PROVIDED PASSAGE:
Travel G-spots


I really can’t wait for Kite Patch to be available.

It’s nothing to do with the fact that my sister is always complaining about the incessant mosquitoes that perpetually hover around her ready to attack. Personally, I’ve not seen it. I suspect it’s just perception and she really should have married into the Tiger Balm, Mobiko, Kwan Loong Cap Dua Singa, or the Cap Kapak Haw Par families given the rate of her consumption of those  liquid parafin, camphor, menthol, methyl salicylate and eucalyptus mixes. I enjoy my comebacks of “hmmm… imagine what the elephant felt when he was diagnosed with malaria” too much to empathize with her ‘ordeal’! And trust me, even if she owned a 100 Kite Patch-es, the stock pile of those liquid parafin mixes will still be there.

My mosquito angst has reduced significantly with my limited outdoor exposure these days; save for perhaps a camping or trekking trip or two per year. And if you know me better, I had exposed myself to the possibility of malaria in exchange for fresh cool air and splattering rain drops when the humidity in my tent had gone way above tolerable sauna levels in Botswana 2 years back, praying that the four DEET soaked mossie bands I had attached on each limb would work wonders. Either it did, or the mossie’s had starving predators around my tent that had kept them away.

Extracted data entries
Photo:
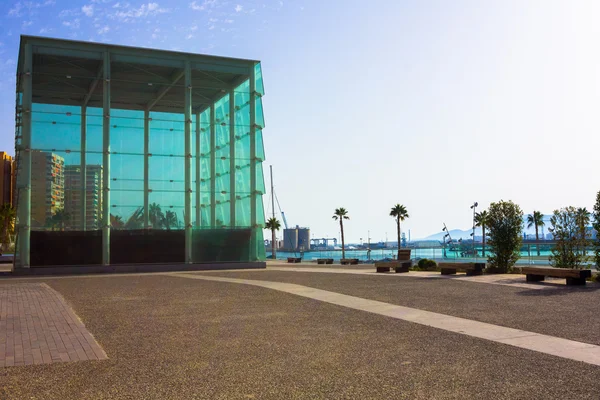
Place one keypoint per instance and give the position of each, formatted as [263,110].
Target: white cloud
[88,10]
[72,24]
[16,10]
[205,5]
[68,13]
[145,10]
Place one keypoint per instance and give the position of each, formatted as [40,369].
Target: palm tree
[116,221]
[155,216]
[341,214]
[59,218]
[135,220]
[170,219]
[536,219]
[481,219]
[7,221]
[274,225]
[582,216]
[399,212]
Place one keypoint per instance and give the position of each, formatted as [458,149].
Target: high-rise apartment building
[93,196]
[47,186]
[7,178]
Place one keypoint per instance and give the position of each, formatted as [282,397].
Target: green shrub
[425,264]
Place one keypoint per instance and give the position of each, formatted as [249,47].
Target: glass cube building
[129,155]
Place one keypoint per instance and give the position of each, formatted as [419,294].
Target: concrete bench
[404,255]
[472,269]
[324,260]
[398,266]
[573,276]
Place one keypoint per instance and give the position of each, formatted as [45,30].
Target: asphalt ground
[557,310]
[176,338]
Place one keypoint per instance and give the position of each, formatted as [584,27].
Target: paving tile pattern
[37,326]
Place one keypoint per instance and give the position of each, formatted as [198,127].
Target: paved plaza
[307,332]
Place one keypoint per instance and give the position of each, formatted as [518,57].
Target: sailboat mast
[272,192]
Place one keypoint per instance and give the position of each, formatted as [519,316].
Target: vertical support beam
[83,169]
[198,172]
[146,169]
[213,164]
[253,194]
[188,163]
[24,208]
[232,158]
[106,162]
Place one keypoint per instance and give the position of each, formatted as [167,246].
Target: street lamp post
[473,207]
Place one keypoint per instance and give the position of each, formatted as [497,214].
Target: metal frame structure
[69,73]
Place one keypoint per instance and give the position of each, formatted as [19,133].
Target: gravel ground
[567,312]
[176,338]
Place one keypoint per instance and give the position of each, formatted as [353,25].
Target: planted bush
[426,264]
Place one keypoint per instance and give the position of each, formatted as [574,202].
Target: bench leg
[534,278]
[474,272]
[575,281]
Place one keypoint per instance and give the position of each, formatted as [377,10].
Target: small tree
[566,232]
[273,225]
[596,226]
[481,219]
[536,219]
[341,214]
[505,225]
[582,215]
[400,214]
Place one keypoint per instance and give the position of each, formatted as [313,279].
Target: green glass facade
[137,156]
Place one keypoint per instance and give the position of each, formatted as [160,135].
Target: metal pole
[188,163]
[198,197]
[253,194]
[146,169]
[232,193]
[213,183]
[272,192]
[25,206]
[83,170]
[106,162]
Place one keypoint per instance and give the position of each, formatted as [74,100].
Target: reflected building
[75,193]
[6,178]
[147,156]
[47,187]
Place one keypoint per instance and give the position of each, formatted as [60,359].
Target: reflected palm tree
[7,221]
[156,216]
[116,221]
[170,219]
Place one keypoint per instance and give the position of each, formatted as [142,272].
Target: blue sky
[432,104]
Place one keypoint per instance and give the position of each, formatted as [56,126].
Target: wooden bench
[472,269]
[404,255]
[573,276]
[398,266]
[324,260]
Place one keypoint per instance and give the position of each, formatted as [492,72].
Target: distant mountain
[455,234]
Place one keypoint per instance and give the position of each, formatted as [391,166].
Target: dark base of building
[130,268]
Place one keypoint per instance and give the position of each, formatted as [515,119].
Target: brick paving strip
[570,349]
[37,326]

TASK REQUIREMENTS: Continue the mosquito repellent blog post from the end of its final paragraph, keeping its humorous first-person voice.

ANSWER BELOW:
Kite Patch renders people virtually invisible to mosquitos, without the harmful, nasty chemicals found in many of the solutions we use today. They are small stickers (hence ‘patch’) that is developed with food-grade FDA approved compounds which you can adhere to your clothing that disrupts  – listen to this, you’re going to like this! – the mosquitos’ ability to detect the carbon dioxide we exhale.

The technology behind the project was funded by both the Bill and Melinda Gates Foundation and the National Institutes of Health through UC Riverside. Through a recent successful crowd funding campaign via Indiegogo campaign (the project raised more than 500 percent of its goal), Kite Patch – Califronia-based start-up, Olfactor Laboratories – will begin a six-month pilot program in Uganda, where malaria is still the leading cause of morbidity and mortality, and where mosquito-born illnesses are more severe than anywhere else in the world.

Kite Patch augurs well with me more from the socialpreneurship standpoint … glad I’ve gotten them … now the wait begins.